START

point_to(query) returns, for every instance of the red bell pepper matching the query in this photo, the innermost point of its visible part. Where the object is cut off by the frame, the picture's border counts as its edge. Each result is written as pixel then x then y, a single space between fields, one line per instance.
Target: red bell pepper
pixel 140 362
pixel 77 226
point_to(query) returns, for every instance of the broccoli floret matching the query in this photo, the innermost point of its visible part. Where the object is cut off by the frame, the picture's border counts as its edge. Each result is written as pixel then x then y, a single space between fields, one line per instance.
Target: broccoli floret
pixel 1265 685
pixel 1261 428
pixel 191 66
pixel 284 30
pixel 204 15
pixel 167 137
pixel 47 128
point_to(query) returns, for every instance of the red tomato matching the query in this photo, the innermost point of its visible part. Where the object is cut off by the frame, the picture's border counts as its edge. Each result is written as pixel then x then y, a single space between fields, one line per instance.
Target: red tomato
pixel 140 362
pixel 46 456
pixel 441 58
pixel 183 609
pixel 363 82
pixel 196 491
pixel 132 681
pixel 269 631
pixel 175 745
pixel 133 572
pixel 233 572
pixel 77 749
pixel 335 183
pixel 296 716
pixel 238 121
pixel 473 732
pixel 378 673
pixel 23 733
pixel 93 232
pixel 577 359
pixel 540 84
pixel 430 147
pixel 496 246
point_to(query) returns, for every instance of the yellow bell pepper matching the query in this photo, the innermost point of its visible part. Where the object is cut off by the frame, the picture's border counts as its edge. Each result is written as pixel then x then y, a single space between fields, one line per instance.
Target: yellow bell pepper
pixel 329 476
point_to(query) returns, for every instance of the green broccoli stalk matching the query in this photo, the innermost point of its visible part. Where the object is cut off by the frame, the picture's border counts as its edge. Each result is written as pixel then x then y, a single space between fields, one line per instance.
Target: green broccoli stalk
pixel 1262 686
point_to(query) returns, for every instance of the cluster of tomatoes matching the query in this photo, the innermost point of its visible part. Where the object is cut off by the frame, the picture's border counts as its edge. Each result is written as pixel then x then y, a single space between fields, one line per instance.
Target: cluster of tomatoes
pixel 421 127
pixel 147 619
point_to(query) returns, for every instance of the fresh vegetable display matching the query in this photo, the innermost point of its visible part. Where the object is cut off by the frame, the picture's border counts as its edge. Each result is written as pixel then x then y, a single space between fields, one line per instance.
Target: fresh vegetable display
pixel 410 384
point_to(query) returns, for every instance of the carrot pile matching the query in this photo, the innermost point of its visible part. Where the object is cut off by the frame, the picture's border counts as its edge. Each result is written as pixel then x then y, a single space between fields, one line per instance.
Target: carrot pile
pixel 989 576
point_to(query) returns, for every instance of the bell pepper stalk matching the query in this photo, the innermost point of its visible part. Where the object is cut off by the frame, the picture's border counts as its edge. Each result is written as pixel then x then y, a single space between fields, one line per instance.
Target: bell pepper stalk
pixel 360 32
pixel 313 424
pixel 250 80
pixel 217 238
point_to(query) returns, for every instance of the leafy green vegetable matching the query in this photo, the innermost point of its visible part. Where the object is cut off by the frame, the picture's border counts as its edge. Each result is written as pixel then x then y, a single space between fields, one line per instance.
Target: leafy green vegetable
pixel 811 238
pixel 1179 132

END

- _Written instruction_
Reproduce the lines above verbatim, from the first line up to and including the line that contains "pixel 77 226".

- _Result_
point_to(query) returns, for every instance of the red bell pepper matching the query in this photo, the innermost point of its visible part. Where the object is cut off by the frame, the picture's border counts as its edge. Each result is written as pixel then x then y, a single space between fields, one line per instance.
Target: red bell pepper
pixel 140 362
pixel 77 226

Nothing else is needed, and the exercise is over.